▶ _Source excerpt_:
···

When you have a daughter that starts in pony land, falls off, gets back up and keeps going, you’d better start saving your money. Horses are not cheap.
I could buy a pair of Italian shoes every 6 weeks for what I pay my farrier.
The amount of vet bills over the last 10 years could have paid for lipo, tummy tuck, boob job AND a facelift.
There is NO WAY you can get out of a horse show without spending at the barest minimum $300 for the weekend.
Equipment-do NOT get me started. Let’s just say that leather stuff is not cheap, saddles have to be comfy and fit them right, and the clothes. Ohhhh, the clothes. Tailored shirts, monograms, lightweight wool jackets, custom boots…………No wonder all my clothes come from Costco. Even my underwear…….

Convincing BC that this is all worth it is another matter.  He’s on board, grudgingly.  It is cheaper than bail, rehab, and gets her out of the house.

···

▶ _Data shown_:

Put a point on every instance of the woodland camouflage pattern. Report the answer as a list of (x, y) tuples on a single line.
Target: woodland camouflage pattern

···

▶ _Your instructions_: Please reproduce the passage on horse costs word for word, between "I could buy" and "for the weekend.", inclusive. None of the material matters here.

▶ _Exercise solution_:
I could buy a pair of Italian shoes every 6 weeks for what I pay my farrier.
The amount of vet bills over the last 10 years could have paid for lipo, tummy tuck, boob job AND a facelift.
There is NO WAY you can get out of a horse show without spending at the barest minimum $300 for the weekend.